ACTION ITEM:
Every entry below needs to be copied exactly.

********

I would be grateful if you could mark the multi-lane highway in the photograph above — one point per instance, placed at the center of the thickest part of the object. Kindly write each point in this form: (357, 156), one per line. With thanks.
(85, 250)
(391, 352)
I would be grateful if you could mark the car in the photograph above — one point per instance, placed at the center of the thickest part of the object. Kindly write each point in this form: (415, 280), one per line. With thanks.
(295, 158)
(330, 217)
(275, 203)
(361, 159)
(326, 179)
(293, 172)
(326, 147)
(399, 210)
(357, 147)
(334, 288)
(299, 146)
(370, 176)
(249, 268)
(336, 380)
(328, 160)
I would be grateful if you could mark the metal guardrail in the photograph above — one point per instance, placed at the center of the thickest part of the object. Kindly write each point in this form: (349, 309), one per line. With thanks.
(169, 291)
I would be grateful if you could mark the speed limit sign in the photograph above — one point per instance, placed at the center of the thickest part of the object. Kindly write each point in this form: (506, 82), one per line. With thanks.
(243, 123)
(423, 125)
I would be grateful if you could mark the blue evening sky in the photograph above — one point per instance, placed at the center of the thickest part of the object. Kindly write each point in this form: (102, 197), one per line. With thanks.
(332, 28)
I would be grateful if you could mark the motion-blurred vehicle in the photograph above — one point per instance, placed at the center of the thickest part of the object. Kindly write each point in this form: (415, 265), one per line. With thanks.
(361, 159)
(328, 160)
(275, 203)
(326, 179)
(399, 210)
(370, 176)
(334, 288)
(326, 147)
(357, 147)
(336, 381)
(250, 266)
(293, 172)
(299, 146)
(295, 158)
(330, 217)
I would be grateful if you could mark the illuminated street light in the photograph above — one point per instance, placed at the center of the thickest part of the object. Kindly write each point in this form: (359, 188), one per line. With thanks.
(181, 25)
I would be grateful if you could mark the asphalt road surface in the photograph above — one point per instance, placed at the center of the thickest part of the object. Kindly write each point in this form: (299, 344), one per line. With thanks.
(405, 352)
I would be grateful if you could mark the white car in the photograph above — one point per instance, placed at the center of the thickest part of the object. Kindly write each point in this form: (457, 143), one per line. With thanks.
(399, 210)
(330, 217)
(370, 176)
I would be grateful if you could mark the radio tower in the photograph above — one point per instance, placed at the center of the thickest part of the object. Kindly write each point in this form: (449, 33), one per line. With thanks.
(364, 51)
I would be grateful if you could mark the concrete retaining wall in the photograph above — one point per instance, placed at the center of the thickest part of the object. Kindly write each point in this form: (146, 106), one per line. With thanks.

********

SOLUTION BELOW:
I would be grateful if you could mark the multi-lane highway in the photograph above — one point per instance, placed at the center of the thickest part of the object. Kindly write each point in this form: (357, 156), one per line. With thanks.
(85, 250)
(391, 352)
I would be grateful if you could mark the car in the photograph above — one point per instance, placed at the center of the thickest part of the object. Kindly write each point in this form: (415, 280), one per line. With thanks.
(295, 158)
(330, 217)
(275, 203)
(361, 159)
(326, 179)
(293, 172)
(326, 147)
(399, 210)
(357, 147)
(334, 288)
(299, 146)
(370, 176)
(249, 268)
(336, 380)
(328, 160)
I would be grateful if you could mark the metal guardrail in the photograph above — one point per instance, placed at the center of the thickest part of the object. Kindly write each point in this form: (349, 309), one per line. With thanks.
(169, 291)
I would be grateful if you could mark the speed limit sign in the photograph above — one point per instance, placed at the center of the thickest part of the object. Kindly write each point in this form: (506, 82), one per line. With thanks.
(243, 123)
(423, 125)
I would be grateful if you could mark the blue evening sky in the photograph above — one point per instance, placed at the center of the thickest part of the object. Kindly write each point in this form: (102, 197), one per line. With thanks.
(332, 28)
I would be grateful if you could mark the motion-blurred vehicle in the photograph above — one point per instance, placed at the center of the thickest part of the object. Kindly write each point in this form: (415, 265), one per line. With thanks.
(361, 159)
(328, 160)
(275, 203)
(326, 179)
(399, 210)
(370, 176)
(334, 288)
(326, 147)
(357, 147)
(336, 381)
(250, 266)
(293, 172)
(299, 146)
(295, 158)
(330, 217)
I would be grateful if you could mark the illuminated street light in the photograph above — one point per instance, placed at the center of the thickest part of the object. Kindly write each point in this form: (359, 188), one per line. With thanks.
(181, 25)
I would be grateful if you could mark the asphalt road surface in the photograph above — one point per instance, placed at the center of the thickest part of the object. Kindly write each point in this form: (299, 344), one per line. With thanks.
(405, 352)
I would be grateful if you could mark the white car in the photograph above — one point per instance, placed at the center of the thickest part of the object. Kindly write each point in this form: (457, 143), one per line. With thanks.
(399, 210)
(330, 217)
(370, 176)
I would be grateful if you could mark the radio tower in the photograph above — one point per instance, placed at the center of the thickest part of the object. Kindly write each point in this form: (449, 33), one per line. With thanks.
(364, 51)
I would be grateful if you could mark the concrete retaining wall in the photograph above — one point per instance, placed at the center of the thickest part of the object. Kindly write each point in this form: (146, 106), one per line. With thanks.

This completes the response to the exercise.